##### Source data

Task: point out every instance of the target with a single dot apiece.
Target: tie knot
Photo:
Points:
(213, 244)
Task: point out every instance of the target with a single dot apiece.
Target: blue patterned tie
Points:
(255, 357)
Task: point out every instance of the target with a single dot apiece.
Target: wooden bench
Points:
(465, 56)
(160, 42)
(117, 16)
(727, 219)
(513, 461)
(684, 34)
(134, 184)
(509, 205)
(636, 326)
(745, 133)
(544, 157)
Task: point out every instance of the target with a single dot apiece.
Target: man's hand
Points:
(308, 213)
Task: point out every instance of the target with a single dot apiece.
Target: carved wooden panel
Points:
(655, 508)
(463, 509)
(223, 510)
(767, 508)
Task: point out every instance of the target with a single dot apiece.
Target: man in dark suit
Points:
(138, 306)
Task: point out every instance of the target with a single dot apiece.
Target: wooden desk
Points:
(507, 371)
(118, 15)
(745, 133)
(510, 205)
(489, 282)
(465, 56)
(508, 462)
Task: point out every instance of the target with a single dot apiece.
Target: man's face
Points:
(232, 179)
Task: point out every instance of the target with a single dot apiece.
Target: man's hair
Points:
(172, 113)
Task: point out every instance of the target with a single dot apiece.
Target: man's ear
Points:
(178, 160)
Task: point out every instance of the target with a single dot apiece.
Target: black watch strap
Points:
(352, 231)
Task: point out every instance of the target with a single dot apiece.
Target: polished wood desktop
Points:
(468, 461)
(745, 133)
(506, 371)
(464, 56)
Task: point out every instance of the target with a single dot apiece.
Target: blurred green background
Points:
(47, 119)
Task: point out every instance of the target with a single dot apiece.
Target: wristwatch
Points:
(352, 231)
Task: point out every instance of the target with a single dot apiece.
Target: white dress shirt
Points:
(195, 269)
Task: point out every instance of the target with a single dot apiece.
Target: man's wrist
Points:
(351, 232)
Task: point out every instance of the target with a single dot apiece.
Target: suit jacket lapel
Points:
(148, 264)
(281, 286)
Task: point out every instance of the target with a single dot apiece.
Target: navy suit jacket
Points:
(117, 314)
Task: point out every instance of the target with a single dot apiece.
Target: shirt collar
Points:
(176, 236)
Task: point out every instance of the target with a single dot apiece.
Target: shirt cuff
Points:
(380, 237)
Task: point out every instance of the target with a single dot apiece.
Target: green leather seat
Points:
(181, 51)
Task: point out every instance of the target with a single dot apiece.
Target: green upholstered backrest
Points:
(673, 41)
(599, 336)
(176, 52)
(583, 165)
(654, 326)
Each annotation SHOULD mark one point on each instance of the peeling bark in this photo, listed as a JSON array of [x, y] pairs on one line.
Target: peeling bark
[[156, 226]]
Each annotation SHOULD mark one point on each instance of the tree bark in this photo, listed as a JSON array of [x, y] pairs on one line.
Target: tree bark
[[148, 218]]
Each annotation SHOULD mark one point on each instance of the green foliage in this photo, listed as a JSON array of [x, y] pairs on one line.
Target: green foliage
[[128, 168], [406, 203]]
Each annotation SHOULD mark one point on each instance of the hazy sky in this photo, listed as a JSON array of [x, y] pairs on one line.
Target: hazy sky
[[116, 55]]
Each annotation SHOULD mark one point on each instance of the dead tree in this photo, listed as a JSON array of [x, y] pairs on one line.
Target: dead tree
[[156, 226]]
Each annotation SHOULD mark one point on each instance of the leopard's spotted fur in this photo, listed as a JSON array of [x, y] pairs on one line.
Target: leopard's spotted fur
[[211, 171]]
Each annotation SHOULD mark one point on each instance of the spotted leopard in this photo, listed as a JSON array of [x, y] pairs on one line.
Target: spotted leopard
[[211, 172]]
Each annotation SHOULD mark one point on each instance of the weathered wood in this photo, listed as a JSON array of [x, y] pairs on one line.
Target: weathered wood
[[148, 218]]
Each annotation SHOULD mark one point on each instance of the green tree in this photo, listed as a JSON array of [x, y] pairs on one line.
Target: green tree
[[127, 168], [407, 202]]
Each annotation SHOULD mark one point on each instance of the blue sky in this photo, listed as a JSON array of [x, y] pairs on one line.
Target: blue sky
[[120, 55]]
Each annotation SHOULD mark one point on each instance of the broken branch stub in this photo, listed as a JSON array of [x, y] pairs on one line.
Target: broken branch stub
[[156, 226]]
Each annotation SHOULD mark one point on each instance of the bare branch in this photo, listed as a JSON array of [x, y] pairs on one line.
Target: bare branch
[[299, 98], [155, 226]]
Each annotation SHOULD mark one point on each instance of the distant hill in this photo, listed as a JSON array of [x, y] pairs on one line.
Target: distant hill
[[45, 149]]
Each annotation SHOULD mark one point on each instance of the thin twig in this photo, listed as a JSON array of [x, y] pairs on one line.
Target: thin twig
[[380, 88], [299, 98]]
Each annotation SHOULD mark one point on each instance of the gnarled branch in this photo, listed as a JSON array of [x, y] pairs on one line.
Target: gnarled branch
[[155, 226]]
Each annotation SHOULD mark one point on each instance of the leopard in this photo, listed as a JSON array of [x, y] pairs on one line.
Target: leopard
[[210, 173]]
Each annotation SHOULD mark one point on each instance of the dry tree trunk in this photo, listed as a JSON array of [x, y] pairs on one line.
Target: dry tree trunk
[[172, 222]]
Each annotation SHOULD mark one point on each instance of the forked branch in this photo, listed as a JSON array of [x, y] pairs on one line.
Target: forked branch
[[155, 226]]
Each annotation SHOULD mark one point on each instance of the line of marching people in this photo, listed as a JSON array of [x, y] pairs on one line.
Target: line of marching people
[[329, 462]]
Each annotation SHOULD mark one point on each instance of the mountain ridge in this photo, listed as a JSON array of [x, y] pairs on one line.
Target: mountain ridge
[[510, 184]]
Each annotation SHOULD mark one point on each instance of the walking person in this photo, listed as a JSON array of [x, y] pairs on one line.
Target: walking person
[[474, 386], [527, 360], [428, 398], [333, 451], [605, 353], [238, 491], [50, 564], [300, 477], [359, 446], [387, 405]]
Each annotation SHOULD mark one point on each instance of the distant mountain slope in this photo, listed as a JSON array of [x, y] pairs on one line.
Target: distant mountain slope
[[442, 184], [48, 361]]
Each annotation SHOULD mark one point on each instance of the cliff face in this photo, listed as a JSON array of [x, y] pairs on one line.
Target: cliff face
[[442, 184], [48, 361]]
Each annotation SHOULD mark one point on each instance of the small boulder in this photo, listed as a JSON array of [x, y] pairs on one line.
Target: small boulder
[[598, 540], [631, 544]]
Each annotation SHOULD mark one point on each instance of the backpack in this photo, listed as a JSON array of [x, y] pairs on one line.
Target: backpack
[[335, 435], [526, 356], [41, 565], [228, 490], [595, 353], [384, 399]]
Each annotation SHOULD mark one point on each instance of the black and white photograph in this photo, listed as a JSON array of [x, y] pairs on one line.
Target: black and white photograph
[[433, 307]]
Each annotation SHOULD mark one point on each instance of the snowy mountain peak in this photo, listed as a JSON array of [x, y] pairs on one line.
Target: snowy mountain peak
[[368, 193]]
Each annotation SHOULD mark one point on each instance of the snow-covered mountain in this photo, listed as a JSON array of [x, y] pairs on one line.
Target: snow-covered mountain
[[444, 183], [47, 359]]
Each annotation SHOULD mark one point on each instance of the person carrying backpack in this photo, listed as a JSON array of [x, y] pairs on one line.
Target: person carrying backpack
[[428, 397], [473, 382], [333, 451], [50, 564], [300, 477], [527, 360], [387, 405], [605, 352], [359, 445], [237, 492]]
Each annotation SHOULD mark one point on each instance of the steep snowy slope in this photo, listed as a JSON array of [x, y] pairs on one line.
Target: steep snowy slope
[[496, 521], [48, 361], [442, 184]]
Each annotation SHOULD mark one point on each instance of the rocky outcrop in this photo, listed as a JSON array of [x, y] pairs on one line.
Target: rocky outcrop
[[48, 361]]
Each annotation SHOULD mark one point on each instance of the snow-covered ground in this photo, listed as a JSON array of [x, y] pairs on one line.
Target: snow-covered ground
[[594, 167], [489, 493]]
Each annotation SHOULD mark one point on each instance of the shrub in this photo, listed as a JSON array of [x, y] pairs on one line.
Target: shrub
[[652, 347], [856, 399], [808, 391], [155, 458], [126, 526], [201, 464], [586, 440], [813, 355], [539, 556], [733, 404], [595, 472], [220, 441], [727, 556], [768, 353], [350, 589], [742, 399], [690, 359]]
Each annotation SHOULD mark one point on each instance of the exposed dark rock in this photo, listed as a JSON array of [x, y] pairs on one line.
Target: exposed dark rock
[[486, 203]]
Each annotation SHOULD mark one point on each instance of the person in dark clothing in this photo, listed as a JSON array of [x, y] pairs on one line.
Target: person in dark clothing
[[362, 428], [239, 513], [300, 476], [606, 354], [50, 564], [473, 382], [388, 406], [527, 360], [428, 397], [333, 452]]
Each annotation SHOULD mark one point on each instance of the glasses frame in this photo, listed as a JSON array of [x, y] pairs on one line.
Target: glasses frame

##########

[Task to complete]
Start at the line containing "of the glasses" and copy each line through the last one in the records, exactly and with nothing added.

[Your response]
Each annotation SHOULD mark one point on each instance of the glasses frame in this photo, listed as a JSON array of [x, y] pairs on one line.
Target: glasses frame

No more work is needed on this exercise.